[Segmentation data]
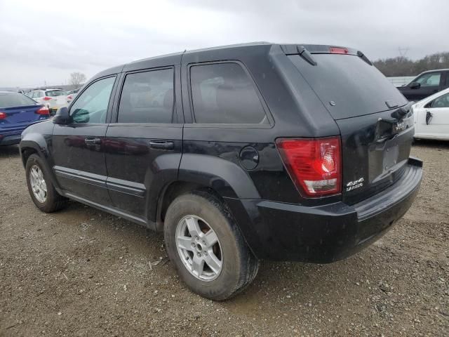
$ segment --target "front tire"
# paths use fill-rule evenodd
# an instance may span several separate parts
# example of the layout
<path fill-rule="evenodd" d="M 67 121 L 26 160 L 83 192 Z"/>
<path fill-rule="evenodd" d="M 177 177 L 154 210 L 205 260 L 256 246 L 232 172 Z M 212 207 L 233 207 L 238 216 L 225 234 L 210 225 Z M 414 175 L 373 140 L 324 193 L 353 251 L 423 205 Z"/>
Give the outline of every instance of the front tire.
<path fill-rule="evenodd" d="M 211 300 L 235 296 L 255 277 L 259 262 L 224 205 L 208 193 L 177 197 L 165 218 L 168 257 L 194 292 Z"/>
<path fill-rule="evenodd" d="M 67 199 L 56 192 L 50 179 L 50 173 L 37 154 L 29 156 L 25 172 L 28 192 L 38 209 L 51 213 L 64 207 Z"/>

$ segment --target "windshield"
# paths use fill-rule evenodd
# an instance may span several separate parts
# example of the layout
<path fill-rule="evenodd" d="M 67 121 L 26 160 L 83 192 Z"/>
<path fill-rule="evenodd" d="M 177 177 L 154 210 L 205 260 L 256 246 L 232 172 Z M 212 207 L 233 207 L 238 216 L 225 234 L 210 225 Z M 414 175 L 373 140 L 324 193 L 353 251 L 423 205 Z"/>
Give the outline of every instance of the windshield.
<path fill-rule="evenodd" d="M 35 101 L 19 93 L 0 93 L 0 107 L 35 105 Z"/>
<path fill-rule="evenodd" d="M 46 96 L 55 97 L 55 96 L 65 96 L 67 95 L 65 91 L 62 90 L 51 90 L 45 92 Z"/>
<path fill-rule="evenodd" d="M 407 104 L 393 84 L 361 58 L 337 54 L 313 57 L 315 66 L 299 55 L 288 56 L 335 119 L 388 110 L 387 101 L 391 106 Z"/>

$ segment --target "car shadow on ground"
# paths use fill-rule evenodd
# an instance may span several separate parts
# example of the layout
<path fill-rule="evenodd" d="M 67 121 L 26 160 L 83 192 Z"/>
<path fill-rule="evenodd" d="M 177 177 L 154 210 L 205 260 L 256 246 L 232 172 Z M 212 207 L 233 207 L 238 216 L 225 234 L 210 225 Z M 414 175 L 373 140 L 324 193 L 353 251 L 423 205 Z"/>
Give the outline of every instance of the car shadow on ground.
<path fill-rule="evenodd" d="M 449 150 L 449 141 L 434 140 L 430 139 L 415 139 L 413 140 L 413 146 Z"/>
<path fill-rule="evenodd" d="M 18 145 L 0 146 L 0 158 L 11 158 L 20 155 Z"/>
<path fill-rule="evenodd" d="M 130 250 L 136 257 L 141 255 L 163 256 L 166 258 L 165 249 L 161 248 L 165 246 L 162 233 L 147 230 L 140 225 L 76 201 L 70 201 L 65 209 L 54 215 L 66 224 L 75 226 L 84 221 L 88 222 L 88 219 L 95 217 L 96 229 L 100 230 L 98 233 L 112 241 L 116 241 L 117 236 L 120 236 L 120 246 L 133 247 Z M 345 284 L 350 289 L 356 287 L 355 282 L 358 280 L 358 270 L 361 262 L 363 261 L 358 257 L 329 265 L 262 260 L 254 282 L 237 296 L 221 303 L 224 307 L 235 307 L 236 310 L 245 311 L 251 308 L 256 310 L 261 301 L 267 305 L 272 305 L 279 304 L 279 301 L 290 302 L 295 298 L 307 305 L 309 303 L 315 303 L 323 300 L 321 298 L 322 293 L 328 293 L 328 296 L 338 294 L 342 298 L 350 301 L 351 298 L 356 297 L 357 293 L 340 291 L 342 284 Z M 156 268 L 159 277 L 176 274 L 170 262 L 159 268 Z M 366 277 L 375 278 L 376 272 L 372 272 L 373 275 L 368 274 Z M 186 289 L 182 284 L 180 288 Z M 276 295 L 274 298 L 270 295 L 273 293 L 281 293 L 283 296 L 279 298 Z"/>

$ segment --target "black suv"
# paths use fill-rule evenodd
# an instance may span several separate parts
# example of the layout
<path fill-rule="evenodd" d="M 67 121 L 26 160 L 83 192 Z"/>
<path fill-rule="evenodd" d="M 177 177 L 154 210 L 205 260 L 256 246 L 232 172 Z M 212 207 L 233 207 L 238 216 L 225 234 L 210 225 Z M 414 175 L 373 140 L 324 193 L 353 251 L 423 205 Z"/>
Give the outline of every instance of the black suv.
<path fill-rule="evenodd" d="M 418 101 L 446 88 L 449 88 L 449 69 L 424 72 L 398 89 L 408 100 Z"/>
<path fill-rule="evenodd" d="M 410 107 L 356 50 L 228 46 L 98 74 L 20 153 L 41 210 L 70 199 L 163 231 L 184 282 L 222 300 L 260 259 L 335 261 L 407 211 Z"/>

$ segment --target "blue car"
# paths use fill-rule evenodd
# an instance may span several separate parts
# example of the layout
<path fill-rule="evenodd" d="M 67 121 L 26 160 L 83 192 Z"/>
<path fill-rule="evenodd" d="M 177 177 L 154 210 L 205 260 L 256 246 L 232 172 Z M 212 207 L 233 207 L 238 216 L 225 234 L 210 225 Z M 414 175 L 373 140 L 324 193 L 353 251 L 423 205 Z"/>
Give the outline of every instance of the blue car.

What this task involves: Please revise the material above by changing every "example of the layout" to "sample layout" and keeping everything else the same. Leave the pictures out of your answer.

Result for this exercise:
$ segment --target "front tire"
# paths use fill-rule evenodd
# an instance may span several separate parts
# sample layout
<path fill-rule="evenodd" d="M 67 121 L 26 160 L 83 192 Z"/>
<path fill-rule="evenodd" d="M 177 177 L 154 210 L 205 260 L 256 246 L 232 172 Z M 212 207 L 233 207 L 238 216 L 225 234 L 210 225 Z M 414 175 L 373 140 L 324 193 L 353 251 L 423 205 Z"/>
Give the outline of every instance of the front tire.
<path fill-rule="evenodd" d="M 211 300 L 235 296 L 255 277 L 259 262 L 224 205 L 208 193 L 177 197 L 165 218 L 168 257 L 194 292 Z"/>
<path fill-rule="evenodd" d="M 67 199 L 56 192 L 50 179 L 50 173 L 37 154 L 29 156 L 25 172 L 28 192 L 38 209 L 51 213 L 64 207 Z"/>

$ segment --target "windshield"
# paths use fill-rule evenodd
# an instance may span several separate parts
# sample layout
<path fill-rule="evenodd" d="M 67 121 L 26 160 L 83 192 Z"/>
<path fill-rule="evenodd" d="M 177 177 L 154 210 L 205 260 L 256 246 L 232 172 Z M 212 207 L 233 207 L 238 216 L 225 234 L 210 225 Z M 414 175 L 373 140 L 324 193 L 353 251 L 423 205 Z"/>
Give the outline of every instance of the windshield.
<path fill-rule="evenodd" d="M 35 101 L 19 93 L 0 93 L 0 107 L 35 105 Z"/>
<path fill-rule="evenodd" d="M 46 96 L 55 97 L 55 96 L 65 96 L 67 95 L 65 91 L 62 90 L 51 90 L 45 92 Z"/>
<path fill-rule="evenodd" d="M 407 104 L 393 84 L 361 58 L 337 54 L 313 57 L 315 66 L 299 55 L 288 56 L 335 119 L 388 110 L 387 101 L 391 106 Z"/>

$ segment --target "car shadow on ground"
# paths use fill-rule evenodd
# an instance may span several separate parts
# sample layout
<path fill-rule="evenodd" d="M 67 121 L 26 160 L 83 192 Z"/>
<path fill-rule="evenodd" d="M 177 177 L 154 210 L 205 260 L 256 246 L 232 172 Z M 212 207 L 233 207 L 238 216 L 225 234 L 210 225 Z M 414 175 L 373 140 L 324 193 L 353 251 L 423 205 Z"/>
Give the outline of every instance of the car shadow on ground.
<path fill-rule="evenodd" d="M 449 150 L 449 141 L 434 140 L 430 139 L 415 139 L 413 140 L 413 146 Z"/>
<path fill-rule="evenodd" d="M 18 145 L 0 146 L 0 158 L 11 158 L 20 155 Z"/>
<path fill-rule="evenodd" d="M 130 250 L 136 257 L 141 255 L 163 256 L 166 258 L 165 249 L 161 248 L 165 246 L 162 233 L 147 230 L 140 225 L 76 201 L 70 201 L 65 209 L 54 215 L 66 224 L 75 226 L 84 221 L 88 222 L 88 219 L 95 217 L 96 229 L 100 230 L 98 233 L 112 241 L 116 241 L 117 236 L 120 236 L 120 246 L 133 247 Z M 345 284 L 350 289 L 356 287 L 355 282 L 358 280 L 358 270 L 361 262 L 363 261 L 358 257 L 329 265 L 262 260 L 254 282 L 237 296 L 221 303 L 224 307 L 235 307 L 236 310 L 245 311 L 251 308 L 256 310 L 261 301 L 267 305 L 272 305 L 279 304 L 279 301 L 290 302 L 295 298 L 307 305 L 309 303 L 315 303 L 323 300 L 321 298 L 322 293 L 328 293 L 328 296 L 338 294 L 342 298 L 350 301 L 351 298 L 356 297 L 357 293 L 340 291 L 342 284 Z M 156 268 L 159 277 L 176 274 L 170 262 L 159 268 Z M 366 277 L 375 278 L 376 272 L 372 272 L 373 275 L 368 274 Z M 186 289 L 182 284 L 180 288 Z M 276 295 L 274 298 L 270 295 L 273 293 L 281 293 L 283 296 L 279 298 Z"/>

$ segment --target "black suv"
# paths use fill-rule evenodd
# an instance may span several separate parts
# sample layout
<path fill-rule="evenodd" d="M 67 121 L 26 160 L 83 192 Z"/>
<path fill-rule="evenodd" d="M 177 177 L 154 210 L 205 260 L 256 246 L 232 172 Z M 212 207 L 233 207 L 238 216 L 225 234 L 210 225 Z M 414 175 L 373 140 L 324 193 L 353 251 L 423 205 Z"/>
Give the outline of every instance of the black suv.
<path fill-rule="evenodd" d="M 418 101 L 446 88 L 449 88 L 449 69 L 424 72 L 398 89 L 408 100 Z"/>
<path fill-rule="evenodd" d="M 410 107 L 356 50 L 228 46 L 98 74 L 20 153 L 41 210 L 70 199 L 163 231 L 184 282 L 222 300 L 260 259 L 335 261 L 407 211 Z"/>

$ segment --target "blue car"
# paths use fill-rule evenodd
# an instance may span several separate parts
# sample layout
<path fill-rule="evenodd" d="M 67 121 L 26 160 L 83 192 Z"/>
<path fill-rule="evenodd" d="M 177 177 L 154 210 L 205 260 L 256 246 L 232 172 Z M 212 207 L 233 207 L 238 216 L 225 234 L 210 225 Z M 414 175 L 373 140 L 324 193 L 353 251 L 423 205 Z"/>
Give the outline of every instance of the blue car.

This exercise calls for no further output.